#### Provided passage:
- - - -
Formal verification of software refers to the application
of mathematical proof techniques to establish properties about programs. Formal verification can cover not just
all lines of code or all decisions in a program, but all possible behaviors for all possible inputs. For example, the very
simple fragment of C code if (x < y)z = x/y else z =y/x
for x, y, and z being int tested with x = 4, y = 2 and x = 8,
y = 16, results in full code coverage: every line is executed at
least once, and every branch of every condition is taken at
least once. Yet, there are still two potential bugs remaining.
Of course, any human tester will find inputs such as x =0,
y = − 1 and x = − 1, y = 0 that expose the bugs, but for bigger
programs it is infeasible to be sure of completeness. This is
what formal verification can achieve.
The approach we use is interactive, machine-assisted,
and machine-checked proof. Specifically, we use the theorem prover Isabelle/HOL. 8 Interactive theorem proving
requires human intervention and creativity to construct
and guide the proof. It has the advantage that it is not
constrained to specific properties or finite, feasible state
spaces. We have proved the functional correctness of the
seL4 microkernel, a secure embedded microkernel of the
L46 family. This means, we have proved mathematically
that the implementation of seL4 always strictly follows our
high-level abstract specification of kernel behavior. This
property is stronger and more precise than what automated
techniques like model checking, static analysis, or kernel
implementations in type-safe languages can achieve. We
not only analyze specific aspects of the kernel, such as safe
execution, but also provide a full specification and proof
for the kernel’s precise behavior.
In the following, we describe what the implications of the
proof are, how the kernel was designed for verification, what
the verification itself entailed and what its assumptions are,
and finally what effort it cost us.
2. imPLications
In a sense, functional correctness is one of the strongest
properties to prove about a system. Once we have proved
functional correctness with respect to a model, we can use
this model to establish further properties instead of having
to reason directly about the code. For instance, we prove that
every system call terminates by looking at the model instead
of the code. However, there are some security-relevant properties, such as transmission of information via covert channels, for which the model may not be precise enough.
- - - -
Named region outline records
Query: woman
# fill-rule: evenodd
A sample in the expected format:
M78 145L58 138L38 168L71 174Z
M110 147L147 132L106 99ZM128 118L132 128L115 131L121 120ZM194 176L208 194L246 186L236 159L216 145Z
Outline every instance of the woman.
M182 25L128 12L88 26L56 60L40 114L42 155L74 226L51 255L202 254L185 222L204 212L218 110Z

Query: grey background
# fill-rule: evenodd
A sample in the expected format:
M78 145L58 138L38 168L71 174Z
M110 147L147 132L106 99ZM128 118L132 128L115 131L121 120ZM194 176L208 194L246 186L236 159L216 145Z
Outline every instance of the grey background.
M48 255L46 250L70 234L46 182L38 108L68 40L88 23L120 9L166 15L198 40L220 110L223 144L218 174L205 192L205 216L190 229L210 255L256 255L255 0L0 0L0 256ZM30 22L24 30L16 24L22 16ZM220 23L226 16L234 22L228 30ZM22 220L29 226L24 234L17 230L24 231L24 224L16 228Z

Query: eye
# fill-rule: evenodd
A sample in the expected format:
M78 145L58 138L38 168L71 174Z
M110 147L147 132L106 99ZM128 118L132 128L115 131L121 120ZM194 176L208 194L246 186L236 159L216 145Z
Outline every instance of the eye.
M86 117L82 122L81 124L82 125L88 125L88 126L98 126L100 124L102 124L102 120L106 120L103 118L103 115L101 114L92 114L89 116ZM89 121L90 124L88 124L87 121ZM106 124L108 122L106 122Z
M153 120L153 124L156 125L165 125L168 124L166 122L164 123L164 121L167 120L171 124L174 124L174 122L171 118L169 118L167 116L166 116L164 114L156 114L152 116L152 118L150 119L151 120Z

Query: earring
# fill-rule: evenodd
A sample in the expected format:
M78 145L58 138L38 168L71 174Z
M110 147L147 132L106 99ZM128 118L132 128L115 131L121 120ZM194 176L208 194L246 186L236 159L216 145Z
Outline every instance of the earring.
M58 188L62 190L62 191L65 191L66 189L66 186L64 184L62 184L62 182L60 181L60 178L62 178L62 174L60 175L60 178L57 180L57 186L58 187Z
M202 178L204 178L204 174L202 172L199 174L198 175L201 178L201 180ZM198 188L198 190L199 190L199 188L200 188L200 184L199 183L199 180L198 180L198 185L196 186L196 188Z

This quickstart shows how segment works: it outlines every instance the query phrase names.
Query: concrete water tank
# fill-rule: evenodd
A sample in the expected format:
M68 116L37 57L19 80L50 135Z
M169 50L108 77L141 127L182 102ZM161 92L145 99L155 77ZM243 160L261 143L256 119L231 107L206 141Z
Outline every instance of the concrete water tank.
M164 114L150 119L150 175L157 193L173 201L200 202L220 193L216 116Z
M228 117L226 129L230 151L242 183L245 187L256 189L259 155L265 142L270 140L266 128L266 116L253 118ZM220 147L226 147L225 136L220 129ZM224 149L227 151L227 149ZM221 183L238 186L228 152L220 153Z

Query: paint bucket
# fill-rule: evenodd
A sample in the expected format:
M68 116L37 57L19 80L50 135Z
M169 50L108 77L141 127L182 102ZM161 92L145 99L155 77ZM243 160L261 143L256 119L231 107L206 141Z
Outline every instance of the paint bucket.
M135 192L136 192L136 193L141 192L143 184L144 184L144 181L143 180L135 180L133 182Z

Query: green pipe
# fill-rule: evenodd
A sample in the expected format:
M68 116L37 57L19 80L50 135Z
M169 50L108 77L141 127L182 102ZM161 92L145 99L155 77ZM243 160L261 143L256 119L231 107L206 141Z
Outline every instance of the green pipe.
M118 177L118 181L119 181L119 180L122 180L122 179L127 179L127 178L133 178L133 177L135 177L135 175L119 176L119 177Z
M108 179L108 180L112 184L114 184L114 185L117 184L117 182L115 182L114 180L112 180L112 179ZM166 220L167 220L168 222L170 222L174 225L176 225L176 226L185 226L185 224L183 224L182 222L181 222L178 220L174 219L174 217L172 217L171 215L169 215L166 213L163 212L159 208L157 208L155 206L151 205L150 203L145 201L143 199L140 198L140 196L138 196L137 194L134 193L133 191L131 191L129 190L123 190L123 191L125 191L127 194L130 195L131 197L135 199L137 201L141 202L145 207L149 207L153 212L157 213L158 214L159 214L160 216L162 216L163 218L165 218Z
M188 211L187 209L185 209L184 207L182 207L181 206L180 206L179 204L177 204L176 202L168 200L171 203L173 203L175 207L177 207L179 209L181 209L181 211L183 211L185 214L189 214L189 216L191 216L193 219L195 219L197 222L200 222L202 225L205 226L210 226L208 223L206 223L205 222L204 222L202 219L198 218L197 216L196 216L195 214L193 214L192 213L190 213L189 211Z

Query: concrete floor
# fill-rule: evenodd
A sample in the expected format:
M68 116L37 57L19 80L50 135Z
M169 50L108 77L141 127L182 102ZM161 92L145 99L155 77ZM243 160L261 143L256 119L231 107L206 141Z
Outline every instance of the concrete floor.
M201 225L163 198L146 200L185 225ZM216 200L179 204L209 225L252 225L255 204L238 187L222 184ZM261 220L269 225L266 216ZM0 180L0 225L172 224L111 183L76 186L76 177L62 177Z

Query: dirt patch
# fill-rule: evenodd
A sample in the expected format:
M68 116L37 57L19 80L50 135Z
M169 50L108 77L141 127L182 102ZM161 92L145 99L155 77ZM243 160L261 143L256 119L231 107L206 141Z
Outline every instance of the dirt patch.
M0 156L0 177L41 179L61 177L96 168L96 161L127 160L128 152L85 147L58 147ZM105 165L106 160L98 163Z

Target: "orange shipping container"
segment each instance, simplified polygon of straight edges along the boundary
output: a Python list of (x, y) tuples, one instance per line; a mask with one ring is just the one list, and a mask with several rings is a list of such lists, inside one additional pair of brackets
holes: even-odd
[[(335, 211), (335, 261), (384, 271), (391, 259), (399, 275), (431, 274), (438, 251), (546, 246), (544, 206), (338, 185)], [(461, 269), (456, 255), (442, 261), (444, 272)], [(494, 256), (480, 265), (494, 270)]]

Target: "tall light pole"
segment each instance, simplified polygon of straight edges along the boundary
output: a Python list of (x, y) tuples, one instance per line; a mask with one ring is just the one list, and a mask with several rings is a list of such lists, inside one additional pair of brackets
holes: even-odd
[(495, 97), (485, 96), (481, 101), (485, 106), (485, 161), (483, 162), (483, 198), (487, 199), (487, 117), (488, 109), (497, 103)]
- - - -
#### Requests:
1/ According to the passage on formal verification, which theorem prover is used for the proof?
2/ Extend the passage on formal verification of the seL4 microkernel, starting after its final sentence.
The entries are not required for any of the work requested here.

#### Results of the exercise:
1/ Isabelle/HOL.

2/
So our proof does not mean that seL4 is secure for all purposes. We proved that seL4 is functionally correct. Secure
would first need a formal definition and depends on the
application. Taken seriously, security is a whole-system
question, including the system’s human components.
Even without proving specific security properties on top,
a functional correctness proof already has interesting implications for security. If the assumptions listed in Section 4. 5
are true, then in seL4 there will be:
no code injection attacks: If we always know precisely what
the system does and if the spec does not explicitly allow it,
then we can never have any foreign code executing as part
of seL4.
no buffer overflows: This is mainly a classic vector for code
injection, but buffer overflows may also inject unwanted
data and influence kernel behavior that way. We prove that
all array accesses are within bounds and we prove that all
pointer accesses are well typed, even if they go via casts to
void or address arithmetic.
no nULL pointer access: NULL pointer bugs can allow local
privilege escalation and execution of arbitrary code in kernel mode. 9 Absence of NULL pointer dereference is a direct
proof obligation for us for every pointer access.
no ill-typed pointer access: Even though the kernel code
deliberately breaks C type safety for efficiency at some
points, in order to predict that the system behaves according to specification, we prove that circumventing the type
system is safe at all these points.
no memory leaks and no memory freed that is still in use.
This is not purely a consequence of the proof itself. Much of
the design of seL4 was focused on explicit memory management. Users may run out of memory, but the kernel never will.
no nontermination: We have proved that all kernel calls
terminate. This means the kernel will never suddenly freeze
and not return from a system call. This does not mean that
the whole system will never freeze. It is still possible to write
bad device drivers and bad applications, but set up correctly,
a supervisor process can always stay in control of the rest of
the system.
no arithmetic or other exceptions: The C standard defines
a long list of things that can go wrong and that should be
avoided: shifting machine words by a too-large amount,
dividing by zero, etc. We proved explicitly that none of these
occur, including the absence of errors due to overflows in
integer arithmetic.
no unchecked user arguments: All user input is checked and
validated. If the kernel receives garbage or malicious arguments it will respond with the specified error messages, not
with crashes. Of course, the kernel will allow a thread to kill
itself if that thread has sufficient capabilities. It will never
allow anything to crash the kernel, though.
Many of these are general security traits that are good to
have for any kind of system. We have also proved a large number of properties that are specific to seL4. We have proved
them about the kernel design and specification. With functional correctness, we know they are true about the code as
well. Some examples are:
Aligned objects: Two simple low-level invariants of the
kernel are: all objects are aligned to their size, and no two
objects overlap in memory. This makes comparing memory
regions for objects very simple and efficient.
Well-formed data structures: Lists, doubly linked, singly
linked, with and without additional information, are a pet
topic of formal verification. These data structures also occur
in seL4 and we proved the usual properties: lists are not circular when they should not be, back pointers point to the
right nodes, insertion, deletion etc., work as expected.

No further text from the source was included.